SOURCE PASSAGE Block Start

The wavelengths that were eventually selected are located in wavelength areas that are related to the absorption of light by fat, water, and to a lesser extent, blood. This result is in line with previous publications by others and our own group in which these substances also contributed to discriminating healthy tissue from tumor tissue [32, 38].

The DRS measurements in this study were obtained during breast biopsy procedures to provide a correlated dataset (DRS data and histopathology) and test the feasibility of real-time data acquisition. This setting is obviously different than the surgical setting where the goal is to classify DRS measurements of the resection margin. In that situation, the influence of air exposure will likely affect the visual wavelength range due to differences in oxygenated and de-oxygenated blood which have different optical absorption characteristics; whereas the near-infrared wavelength range, with predominant absorption characteristics from fat to water, will likely be less affected by the surgical setting. Furthermore, the resection margin can also be influenced by cauterization which was absent in the measurements obtained in the biopsy setting, or extravascular blood on the resection surface. With regard to the results in this study, this might imply that in the selected wavelengths model the first wavelength that was selected (501 nm) cannot be used. The accuracy of DRS measurements for the detection of tumor intra-operatively at the resection margin, should be investigated in a study in which DRS measurements (including also the NIR wavelengths) are acquired at the true resection margins, preferably in the surgical workflow.

Using DRS as a clinical margin assessment tool also requires that measurements can be acquired and classified in real-time. In the continuous dataset, each spectrum required 0.35 s to be acquired. If necessary this acquisition time could be decreased by a factor of 4 by increasing the fiber diameter from 200 to 400 μm. As for the classification this was not performed real-time in this study. However, once a classification model is defined the tissue can be classified in real-time as this requires little computational power.

SOURCE PASSAGE Block End

*ACTIVITY LIST*
1 > In the DRS passage, how long did it take to acquire each spectrum in the continuous dataset?
2 > Carry on the DRS passage, picking up after its final sentence.

DATA SUPPLIED Block Start

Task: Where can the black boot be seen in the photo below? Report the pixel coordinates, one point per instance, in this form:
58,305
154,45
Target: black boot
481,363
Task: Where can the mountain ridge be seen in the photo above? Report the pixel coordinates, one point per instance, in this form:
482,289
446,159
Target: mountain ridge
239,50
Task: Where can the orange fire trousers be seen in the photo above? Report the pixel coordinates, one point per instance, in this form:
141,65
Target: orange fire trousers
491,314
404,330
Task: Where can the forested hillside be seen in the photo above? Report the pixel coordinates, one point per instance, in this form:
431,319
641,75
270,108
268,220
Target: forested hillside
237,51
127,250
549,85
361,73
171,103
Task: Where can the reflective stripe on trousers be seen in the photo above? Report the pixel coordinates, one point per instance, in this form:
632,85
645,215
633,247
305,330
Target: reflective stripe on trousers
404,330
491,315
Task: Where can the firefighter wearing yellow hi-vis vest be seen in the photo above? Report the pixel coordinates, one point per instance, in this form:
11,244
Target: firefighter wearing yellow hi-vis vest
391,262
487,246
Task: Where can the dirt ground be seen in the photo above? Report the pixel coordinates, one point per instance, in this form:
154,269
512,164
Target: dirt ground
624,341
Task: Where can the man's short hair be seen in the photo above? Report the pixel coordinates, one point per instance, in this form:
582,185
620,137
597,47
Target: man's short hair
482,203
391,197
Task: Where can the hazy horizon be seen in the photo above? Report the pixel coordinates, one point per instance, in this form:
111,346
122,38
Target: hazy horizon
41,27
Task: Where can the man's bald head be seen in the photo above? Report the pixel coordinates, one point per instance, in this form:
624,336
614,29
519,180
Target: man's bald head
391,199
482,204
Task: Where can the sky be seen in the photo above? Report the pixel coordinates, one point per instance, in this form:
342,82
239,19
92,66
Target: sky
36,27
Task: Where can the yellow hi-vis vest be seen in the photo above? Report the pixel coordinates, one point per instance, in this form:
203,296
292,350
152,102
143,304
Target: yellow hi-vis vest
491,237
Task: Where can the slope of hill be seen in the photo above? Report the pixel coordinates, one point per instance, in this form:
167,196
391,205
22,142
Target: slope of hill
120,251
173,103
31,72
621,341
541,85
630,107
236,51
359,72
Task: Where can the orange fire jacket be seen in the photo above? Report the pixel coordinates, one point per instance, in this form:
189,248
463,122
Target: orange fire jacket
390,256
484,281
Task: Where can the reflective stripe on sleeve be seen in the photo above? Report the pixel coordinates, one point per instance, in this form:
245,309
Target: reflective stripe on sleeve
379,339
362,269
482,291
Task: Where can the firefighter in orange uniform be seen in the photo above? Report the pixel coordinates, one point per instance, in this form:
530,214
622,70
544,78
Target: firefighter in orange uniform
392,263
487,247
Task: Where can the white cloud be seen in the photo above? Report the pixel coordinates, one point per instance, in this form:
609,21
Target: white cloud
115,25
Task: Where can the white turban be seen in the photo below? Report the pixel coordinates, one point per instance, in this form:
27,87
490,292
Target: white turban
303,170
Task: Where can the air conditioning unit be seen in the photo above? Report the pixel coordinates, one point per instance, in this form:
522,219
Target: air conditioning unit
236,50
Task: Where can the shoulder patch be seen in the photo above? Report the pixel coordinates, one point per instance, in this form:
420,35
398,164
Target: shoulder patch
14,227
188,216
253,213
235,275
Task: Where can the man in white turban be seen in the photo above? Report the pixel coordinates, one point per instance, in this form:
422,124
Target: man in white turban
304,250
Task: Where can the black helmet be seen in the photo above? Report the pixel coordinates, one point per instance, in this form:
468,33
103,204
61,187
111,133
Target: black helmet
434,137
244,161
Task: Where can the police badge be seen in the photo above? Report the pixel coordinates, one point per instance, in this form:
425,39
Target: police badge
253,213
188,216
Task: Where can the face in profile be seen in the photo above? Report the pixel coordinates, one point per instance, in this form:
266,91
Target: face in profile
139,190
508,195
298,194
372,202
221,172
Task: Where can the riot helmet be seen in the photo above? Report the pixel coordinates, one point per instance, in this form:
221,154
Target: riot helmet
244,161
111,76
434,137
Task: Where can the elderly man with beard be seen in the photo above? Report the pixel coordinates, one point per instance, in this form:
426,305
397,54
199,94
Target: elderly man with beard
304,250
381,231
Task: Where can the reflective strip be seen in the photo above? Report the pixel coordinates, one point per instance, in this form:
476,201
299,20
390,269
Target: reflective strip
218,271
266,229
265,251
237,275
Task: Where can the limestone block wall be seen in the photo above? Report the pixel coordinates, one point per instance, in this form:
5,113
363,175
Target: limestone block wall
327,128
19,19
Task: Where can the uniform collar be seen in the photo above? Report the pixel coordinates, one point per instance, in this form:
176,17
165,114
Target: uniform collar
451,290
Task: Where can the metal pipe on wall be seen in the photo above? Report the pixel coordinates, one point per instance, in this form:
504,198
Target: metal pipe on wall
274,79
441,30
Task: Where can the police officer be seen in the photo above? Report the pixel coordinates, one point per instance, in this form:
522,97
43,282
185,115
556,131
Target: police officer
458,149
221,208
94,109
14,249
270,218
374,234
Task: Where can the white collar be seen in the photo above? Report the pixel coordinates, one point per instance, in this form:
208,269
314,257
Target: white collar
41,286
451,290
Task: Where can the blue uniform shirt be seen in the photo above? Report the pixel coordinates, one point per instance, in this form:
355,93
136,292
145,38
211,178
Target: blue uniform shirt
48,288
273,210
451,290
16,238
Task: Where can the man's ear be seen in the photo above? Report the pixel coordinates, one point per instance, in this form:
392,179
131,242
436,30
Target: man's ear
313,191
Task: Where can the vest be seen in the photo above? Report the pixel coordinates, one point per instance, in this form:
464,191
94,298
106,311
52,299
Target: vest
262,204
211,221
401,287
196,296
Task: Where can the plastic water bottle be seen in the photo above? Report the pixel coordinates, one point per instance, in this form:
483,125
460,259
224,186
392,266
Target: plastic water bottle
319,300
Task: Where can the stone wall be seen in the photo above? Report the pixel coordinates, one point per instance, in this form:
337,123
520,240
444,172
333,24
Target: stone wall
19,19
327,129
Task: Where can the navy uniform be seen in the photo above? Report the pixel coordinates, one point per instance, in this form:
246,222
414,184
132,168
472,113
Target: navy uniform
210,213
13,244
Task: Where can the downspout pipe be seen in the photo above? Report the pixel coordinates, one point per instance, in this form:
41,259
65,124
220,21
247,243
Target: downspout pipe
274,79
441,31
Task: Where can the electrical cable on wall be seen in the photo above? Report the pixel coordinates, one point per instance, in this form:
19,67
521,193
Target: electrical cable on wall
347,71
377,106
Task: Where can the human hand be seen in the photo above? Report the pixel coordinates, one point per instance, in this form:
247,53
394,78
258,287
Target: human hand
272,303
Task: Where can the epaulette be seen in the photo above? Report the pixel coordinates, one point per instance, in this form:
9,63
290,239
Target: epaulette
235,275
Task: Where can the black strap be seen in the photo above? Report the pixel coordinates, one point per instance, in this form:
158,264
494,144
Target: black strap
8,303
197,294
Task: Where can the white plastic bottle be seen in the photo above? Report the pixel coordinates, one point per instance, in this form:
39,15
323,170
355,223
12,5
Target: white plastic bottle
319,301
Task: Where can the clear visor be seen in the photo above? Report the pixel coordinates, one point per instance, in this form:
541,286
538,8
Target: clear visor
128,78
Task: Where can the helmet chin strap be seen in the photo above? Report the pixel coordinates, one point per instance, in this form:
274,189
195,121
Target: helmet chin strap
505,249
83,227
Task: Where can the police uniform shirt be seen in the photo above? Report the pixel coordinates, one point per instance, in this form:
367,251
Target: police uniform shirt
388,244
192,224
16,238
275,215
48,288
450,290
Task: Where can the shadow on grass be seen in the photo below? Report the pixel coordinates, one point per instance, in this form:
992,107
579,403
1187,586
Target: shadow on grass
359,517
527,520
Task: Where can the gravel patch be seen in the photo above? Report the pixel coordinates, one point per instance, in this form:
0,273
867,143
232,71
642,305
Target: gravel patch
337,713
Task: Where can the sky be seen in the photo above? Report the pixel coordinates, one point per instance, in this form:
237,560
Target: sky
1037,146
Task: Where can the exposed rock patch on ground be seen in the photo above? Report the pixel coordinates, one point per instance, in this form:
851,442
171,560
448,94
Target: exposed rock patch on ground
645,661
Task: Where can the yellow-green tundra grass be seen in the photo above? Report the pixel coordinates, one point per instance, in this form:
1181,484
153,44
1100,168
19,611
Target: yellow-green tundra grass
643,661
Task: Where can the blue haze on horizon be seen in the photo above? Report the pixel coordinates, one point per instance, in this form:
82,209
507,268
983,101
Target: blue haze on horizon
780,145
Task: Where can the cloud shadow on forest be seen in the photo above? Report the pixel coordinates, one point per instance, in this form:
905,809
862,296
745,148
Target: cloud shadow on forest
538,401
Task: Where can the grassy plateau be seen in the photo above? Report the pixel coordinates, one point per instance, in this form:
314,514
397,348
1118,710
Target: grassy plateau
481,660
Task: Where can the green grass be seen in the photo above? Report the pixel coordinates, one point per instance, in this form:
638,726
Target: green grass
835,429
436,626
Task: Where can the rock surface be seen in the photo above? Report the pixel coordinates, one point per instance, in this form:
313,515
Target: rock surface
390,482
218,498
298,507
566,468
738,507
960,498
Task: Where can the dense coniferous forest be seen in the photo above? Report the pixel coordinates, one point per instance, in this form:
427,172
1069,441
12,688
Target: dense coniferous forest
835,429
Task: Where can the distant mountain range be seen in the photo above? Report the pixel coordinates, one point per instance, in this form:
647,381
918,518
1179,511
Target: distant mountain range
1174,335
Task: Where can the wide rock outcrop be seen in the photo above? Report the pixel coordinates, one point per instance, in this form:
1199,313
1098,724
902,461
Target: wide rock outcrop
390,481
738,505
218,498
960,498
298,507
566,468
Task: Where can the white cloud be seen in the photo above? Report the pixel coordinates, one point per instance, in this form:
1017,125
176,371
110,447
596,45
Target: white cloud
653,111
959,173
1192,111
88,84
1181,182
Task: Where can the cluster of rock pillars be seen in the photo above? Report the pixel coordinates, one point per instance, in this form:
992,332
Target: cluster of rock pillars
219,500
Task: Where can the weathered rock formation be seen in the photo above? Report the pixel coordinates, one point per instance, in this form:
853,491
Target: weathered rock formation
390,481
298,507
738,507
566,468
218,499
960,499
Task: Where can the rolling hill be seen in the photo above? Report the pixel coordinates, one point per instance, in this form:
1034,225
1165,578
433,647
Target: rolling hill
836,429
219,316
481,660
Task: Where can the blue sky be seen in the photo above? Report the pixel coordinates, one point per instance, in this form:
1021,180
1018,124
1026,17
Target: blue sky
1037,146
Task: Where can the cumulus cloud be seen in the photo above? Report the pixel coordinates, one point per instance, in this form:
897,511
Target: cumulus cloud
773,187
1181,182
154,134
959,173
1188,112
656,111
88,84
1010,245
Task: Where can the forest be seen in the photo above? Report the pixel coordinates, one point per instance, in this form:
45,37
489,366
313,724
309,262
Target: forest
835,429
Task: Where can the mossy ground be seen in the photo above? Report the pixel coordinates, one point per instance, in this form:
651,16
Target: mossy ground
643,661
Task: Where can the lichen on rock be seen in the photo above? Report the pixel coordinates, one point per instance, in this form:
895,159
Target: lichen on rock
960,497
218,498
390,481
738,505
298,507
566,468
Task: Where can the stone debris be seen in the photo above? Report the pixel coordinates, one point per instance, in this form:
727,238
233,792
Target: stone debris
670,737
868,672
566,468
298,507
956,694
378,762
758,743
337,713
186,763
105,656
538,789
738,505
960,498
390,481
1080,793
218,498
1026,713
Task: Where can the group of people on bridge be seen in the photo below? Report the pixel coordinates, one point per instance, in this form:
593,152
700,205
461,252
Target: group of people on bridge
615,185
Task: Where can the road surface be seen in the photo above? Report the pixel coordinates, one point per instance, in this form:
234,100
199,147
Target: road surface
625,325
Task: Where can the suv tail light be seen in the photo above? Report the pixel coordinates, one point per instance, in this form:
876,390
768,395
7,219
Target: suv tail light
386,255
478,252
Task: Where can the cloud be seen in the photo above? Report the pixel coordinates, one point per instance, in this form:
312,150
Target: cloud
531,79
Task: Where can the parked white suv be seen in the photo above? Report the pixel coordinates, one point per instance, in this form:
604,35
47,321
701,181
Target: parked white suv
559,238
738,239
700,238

DATA SUPPLIED Block End

*ANSWERS PROVIDED*
1 > 0.35 s

2 >
Another important factor to consider is the influence of ambient light that might be different in the surgical resection field compared to the setup during a biopsy. Part of this challenge is overcome by the fact that a fiber is used which has to be in contact with the tissue instead of a non-contact configuration. Therefore, only light that falls in the acceptance angle of the fiber will be recorded by the spectrometer. However, in clinical practice this might mean that very bright light sources that are in close proximity of the fiber-optic probe have to be dimmed to ensure interference with the DRS measurements is prevented.

Conclusions

In this paper, we demonstrate the feasibility that DRS measurements can be acquired real-time and that a predictive classification model can be built to classify the measurements as normal or tumor tissue. The classification model based on a selection of wavelengths discriminated normal tissue from tumor tissue with the highest accuracy and MCC of 0.93 and 0.87, respectively. This performance may be sufficient for the application of detecting positive resection margins during breast conserving surgery. The needle trajectory measurements show that DRS measurements can be acquired real-time and that these measurements can be classified accurately. Furthermore, the transition from normal tissue to tumor tissue was seen in the continuous DRS measurements.

Our current results indicate that integration of DRS in a surgical tool or knife could be useful for characterizing breast tissue in vivo and aiding surgeons in detecting positive resection margins during surgery. The next step is to investigate the feasibility of real-time DRS acquisition and classification on resection margins and investigate the impact of a DRS guided tool on surgical outcomes.

Abbreviations

DRS:

diffuse reflectance spectroscopy

SVM:

support vector machine

MCC:

Matthews Correlation Coefficient

SNV:

standard normal variate

StO2 :

oxygen saturation

F/W-ratio:

fat/water-ratio

PCA:

principal component analysis

References

  1. 1.

    Houssami N, Macaskill P, Marinovich ML, Dixon JM, Irwig L, Brennan ME, Solin LJ. Meta-analysis of the impact of surgical margins on local recurrence in women with early-stage invasive breast cancer treated with breast-conserving therapy. Eur J Cancer. 2010;46:3219–32.

  2. 2.

    Smitt MC, Nowels K, Carlson RW, Jeffrey SS. Predictors of reexcision findings and recurrence after breast conservation. Int J Radiat Oncol Biol Phys. 2003;57:979–85.

  3. 3.

    Collette S, Collette L, Budiharto T, Horiot J-C, Poortmans PM, Struikmans H, Van den Bogaert W, Fourquet A, Jager JJ, Hoogenraad W, et al. Predictors of the risk of fibrosis at 10 years after breast conserving therapy for early breast cancer—a study based on the EORTC trial 22881–10882 ‘boost versus no boost’. Eur J Cancer. 2008;44:2587–99.

  4. 4.

    Bodilsen A, Bjerre K, Offersen BV, Vahl P, Amby N, Dixon JM, Ejlertsen B, Overgaard J, Christiansen P. Importance of margin width in breast-conserving treatment of early breast cancer. J Surg Oncol. 2016;113:609–15.

  5. 5.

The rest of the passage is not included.